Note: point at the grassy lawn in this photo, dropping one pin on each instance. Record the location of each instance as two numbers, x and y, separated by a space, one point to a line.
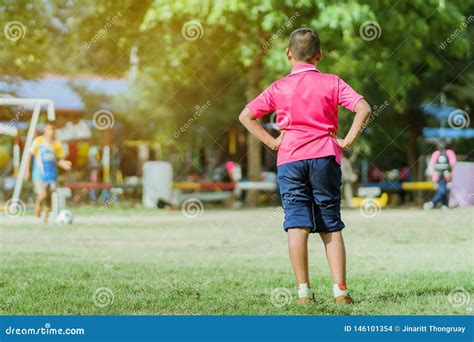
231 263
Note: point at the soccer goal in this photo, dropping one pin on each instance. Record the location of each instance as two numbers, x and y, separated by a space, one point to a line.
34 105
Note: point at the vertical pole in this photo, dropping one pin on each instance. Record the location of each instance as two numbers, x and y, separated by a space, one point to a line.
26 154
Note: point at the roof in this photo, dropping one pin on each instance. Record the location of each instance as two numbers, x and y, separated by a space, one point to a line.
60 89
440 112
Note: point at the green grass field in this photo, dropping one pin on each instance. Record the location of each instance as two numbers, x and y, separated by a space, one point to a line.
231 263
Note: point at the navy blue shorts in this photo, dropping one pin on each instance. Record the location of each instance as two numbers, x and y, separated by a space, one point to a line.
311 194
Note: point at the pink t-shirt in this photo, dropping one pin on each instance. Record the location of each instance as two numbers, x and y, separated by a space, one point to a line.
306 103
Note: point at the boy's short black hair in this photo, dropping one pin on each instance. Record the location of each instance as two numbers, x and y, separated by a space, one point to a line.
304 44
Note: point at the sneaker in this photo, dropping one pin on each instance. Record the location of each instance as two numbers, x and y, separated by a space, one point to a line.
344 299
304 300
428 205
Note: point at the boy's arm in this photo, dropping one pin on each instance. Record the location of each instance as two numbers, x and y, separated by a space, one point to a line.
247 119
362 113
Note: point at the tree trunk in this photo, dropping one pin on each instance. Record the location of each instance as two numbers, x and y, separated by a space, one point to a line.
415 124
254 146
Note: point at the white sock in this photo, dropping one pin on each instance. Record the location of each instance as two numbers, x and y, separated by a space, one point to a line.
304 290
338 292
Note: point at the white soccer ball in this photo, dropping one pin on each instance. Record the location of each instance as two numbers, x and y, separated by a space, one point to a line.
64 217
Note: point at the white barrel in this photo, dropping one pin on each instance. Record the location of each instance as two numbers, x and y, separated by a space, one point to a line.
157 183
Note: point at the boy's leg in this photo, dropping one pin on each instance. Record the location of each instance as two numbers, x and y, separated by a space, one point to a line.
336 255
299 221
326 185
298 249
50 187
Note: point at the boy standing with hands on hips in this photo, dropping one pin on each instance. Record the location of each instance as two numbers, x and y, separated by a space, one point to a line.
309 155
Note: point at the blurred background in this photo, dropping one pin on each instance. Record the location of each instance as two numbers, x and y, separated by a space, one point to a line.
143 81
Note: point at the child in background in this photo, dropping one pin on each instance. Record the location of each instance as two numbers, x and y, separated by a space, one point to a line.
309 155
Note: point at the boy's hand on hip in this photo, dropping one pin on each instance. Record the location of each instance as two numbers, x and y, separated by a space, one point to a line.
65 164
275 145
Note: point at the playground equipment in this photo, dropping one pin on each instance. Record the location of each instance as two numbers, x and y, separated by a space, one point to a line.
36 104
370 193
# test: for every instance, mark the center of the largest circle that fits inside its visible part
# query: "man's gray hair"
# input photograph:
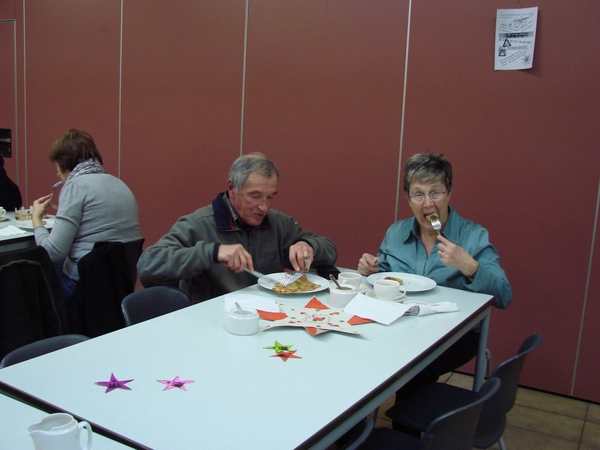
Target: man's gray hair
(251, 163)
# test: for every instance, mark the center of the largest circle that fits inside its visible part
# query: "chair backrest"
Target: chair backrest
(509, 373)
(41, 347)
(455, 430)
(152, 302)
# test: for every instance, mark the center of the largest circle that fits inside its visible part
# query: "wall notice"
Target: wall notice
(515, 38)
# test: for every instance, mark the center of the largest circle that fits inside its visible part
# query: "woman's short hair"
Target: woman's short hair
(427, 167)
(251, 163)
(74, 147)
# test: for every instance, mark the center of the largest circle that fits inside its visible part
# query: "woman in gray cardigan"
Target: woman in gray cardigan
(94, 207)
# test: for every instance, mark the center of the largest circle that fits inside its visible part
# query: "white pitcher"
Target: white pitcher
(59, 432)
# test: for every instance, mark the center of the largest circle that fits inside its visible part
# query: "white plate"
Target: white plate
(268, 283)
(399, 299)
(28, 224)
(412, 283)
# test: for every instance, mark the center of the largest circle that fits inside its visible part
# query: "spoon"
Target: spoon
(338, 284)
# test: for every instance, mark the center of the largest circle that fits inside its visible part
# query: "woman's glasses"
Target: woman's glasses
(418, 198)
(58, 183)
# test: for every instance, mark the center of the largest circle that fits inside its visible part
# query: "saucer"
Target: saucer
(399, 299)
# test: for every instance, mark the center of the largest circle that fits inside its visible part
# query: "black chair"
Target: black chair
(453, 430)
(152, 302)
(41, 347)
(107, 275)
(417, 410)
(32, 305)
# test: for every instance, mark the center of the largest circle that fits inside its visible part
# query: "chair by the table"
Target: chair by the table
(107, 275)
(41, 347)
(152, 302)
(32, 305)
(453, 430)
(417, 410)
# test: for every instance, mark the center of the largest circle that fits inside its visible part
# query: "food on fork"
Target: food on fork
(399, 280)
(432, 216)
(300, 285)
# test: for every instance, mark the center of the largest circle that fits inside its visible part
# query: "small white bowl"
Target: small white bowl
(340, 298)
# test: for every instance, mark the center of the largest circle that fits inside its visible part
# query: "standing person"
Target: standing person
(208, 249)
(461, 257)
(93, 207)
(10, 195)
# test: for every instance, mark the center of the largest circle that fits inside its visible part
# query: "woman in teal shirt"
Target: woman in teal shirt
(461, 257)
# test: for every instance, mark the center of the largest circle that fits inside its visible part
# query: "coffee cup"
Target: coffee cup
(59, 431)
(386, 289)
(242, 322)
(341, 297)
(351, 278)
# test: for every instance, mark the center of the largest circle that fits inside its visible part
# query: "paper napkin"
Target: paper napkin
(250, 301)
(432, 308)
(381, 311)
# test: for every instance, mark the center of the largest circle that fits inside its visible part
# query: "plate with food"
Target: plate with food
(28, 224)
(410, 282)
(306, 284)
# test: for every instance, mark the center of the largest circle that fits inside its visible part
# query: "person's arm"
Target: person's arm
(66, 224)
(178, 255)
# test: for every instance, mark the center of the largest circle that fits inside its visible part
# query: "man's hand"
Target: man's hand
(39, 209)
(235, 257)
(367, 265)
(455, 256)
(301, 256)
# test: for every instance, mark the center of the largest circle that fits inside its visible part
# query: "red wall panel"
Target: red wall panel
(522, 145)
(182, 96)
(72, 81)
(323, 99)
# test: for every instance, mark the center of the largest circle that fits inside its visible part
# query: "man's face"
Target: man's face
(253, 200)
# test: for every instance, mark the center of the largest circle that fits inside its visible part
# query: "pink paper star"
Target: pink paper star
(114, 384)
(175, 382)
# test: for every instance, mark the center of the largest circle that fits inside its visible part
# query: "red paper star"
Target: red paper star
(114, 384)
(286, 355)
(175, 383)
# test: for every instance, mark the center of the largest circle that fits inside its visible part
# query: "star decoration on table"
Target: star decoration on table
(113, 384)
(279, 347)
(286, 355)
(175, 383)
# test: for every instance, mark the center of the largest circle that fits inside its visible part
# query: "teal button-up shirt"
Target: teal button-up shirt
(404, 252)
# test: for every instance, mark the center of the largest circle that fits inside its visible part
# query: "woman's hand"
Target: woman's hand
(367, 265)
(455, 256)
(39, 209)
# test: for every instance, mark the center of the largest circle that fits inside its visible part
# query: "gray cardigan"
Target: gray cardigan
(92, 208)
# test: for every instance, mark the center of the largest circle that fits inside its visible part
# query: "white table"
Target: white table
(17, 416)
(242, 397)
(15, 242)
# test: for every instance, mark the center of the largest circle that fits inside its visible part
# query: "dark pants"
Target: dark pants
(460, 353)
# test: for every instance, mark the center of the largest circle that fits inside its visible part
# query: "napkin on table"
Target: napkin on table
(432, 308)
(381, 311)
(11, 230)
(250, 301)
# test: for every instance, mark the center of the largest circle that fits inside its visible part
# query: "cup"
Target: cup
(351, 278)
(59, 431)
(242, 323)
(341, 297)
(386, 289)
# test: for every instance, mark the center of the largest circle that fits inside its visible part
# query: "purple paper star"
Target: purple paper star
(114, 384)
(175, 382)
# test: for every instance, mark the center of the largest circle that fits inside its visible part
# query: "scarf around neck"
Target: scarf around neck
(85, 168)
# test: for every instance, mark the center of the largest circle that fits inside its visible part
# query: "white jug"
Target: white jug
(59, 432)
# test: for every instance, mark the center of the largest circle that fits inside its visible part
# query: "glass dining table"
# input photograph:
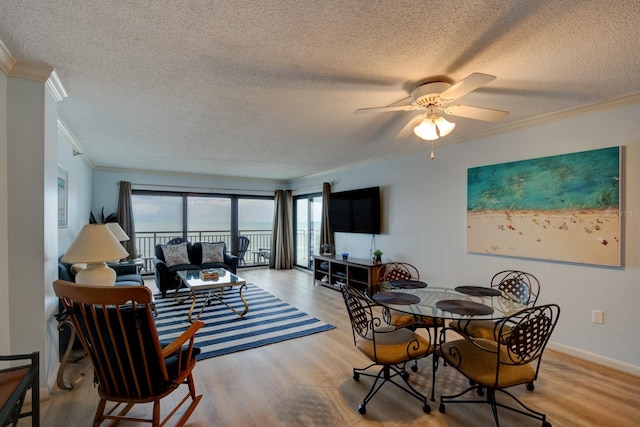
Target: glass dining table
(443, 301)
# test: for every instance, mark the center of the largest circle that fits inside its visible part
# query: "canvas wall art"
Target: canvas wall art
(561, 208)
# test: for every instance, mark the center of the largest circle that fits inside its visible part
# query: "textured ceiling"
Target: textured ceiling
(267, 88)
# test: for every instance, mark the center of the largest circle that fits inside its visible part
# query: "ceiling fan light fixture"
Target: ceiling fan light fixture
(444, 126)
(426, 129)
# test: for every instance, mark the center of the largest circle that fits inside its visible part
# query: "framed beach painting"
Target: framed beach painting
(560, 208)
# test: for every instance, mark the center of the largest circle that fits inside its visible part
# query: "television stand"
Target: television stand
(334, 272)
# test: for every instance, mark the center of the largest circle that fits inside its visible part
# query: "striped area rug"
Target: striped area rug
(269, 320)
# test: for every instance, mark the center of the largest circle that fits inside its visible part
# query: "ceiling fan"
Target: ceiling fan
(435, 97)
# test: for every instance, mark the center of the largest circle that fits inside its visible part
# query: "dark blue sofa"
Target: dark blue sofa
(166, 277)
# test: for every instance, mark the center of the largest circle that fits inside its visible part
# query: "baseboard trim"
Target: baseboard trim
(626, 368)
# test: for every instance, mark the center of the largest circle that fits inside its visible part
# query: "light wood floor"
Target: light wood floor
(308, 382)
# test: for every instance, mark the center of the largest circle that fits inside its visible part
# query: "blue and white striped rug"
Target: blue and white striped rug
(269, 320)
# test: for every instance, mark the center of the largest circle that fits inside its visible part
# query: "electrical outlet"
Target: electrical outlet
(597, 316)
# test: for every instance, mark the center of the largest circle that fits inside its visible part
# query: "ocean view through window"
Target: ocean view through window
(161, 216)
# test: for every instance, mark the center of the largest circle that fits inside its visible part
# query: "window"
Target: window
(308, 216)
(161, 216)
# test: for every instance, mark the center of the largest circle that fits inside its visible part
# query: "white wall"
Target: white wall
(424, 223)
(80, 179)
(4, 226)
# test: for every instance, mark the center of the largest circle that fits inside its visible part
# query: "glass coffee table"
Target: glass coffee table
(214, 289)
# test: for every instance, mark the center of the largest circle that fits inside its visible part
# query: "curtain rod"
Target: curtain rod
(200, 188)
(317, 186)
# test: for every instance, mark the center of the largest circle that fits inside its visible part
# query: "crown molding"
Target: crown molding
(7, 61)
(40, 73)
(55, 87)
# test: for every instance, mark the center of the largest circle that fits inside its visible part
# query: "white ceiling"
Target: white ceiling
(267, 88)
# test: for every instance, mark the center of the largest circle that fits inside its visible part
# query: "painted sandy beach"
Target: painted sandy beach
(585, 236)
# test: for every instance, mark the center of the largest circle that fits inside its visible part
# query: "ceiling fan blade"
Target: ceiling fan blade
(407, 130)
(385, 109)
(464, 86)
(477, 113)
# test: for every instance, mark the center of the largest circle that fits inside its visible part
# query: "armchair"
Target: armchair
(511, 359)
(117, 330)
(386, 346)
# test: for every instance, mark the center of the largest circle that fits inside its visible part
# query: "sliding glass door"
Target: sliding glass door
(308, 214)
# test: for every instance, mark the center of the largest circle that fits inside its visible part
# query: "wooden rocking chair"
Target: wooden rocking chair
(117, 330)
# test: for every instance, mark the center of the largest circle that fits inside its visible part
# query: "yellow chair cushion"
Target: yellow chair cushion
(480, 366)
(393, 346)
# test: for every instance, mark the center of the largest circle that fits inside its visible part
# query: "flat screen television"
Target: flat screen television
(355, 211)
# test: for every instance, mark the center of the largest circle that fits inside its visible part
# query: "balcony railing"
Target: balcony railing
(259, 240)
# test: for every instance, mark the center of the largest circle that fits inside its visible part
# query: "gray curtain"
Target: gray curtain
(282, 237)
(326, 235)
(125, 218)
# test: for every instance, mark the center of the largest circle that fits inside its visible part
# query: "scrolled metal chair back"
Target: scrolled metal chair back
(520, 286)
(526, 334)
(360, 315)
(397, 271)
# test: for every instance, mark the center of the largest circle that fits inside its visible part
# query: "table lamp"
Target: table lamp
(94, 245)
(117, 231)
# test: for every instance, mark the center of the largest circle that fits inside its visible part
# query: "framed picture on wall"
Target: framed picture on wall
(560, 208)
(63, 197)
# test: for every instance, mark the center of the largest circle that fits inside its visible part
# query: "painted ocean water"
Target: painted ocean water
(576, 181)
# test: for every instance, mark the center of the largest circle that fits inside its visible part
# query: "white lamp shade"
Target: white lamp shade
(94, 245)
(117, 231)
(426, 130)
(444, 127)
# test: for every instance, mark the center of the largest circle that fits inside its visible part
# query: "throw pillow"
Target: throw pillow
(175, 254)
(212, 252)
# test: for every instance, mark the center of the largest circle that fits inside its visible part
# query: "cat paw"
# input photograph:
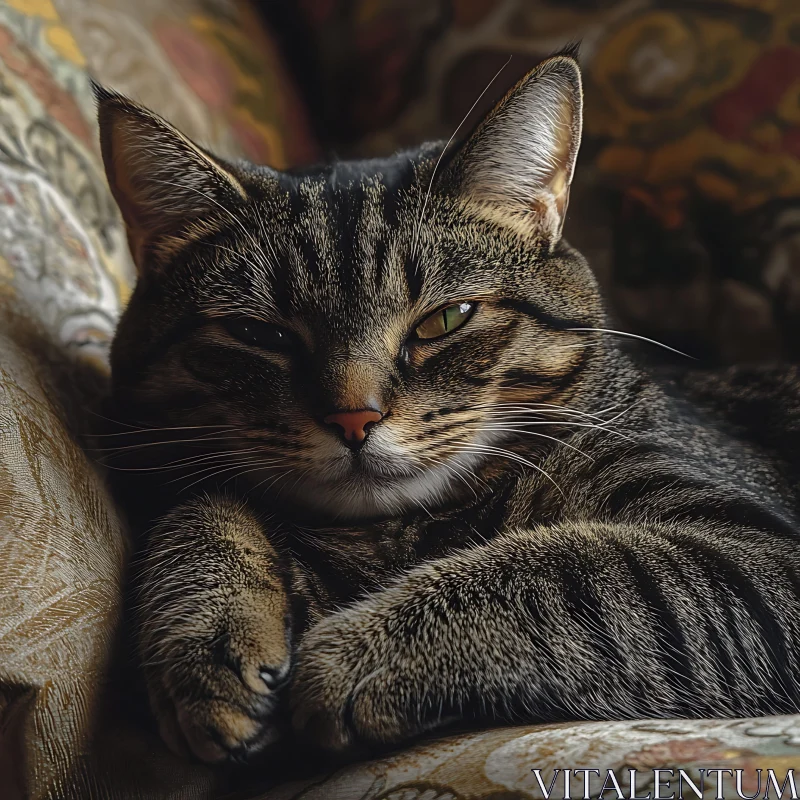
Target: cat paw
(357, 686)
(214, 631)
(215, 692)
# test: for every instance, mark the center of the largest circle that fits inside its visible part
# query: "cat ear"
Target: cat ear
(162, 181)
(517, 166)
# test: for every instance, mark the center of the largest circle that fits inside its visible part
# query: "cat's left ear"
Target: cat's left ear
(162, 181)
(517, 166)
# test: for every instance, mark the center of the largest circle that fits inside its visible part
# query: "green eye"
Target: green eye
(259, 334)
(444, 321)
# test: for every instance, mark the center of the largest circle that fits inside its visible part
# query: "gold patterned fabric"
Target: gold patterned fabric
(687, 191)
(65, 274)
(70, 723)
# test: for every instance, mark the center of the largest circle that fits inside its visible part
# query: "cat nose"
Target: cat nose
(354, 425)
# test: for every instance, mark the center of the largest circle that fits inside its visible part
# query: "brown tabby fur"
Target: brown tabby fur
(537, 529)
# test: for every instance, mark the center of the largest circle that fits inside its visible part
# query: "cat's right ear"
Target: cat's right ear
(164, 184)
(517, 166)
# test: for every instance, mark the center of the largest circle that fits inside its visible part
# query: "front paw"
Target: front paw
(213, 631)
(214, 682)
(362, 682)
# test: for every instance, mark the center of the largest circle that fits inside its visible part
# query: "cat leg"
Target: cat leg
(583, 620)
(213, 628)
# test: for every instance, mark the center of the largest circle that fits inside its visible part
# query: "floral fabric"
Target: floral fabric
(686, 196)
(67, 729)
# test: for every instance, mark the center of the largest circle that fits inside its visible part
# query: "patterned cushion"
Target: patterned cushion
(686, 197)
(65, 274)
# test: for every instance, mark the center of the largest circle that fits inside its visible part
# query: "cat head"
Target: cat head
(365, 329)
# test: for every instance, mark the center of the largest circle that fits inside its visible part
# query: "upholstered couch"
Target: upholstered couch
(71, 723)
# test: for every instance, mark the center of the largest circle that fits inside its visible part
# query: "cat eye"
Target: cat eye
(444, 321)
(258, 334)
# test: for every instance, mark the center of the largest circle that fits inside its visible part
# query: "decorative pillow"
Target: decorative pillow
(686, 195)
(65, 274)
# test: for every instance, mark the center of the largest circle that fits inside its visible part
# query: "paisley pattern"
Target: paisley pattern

++++++++++

YOUR INSTRUCTIONS >> Copy every line of the listing where the word "paisley" appears.

EXERCISE RESULT >>
# query: "paisley pattern"
Target: paisley pattern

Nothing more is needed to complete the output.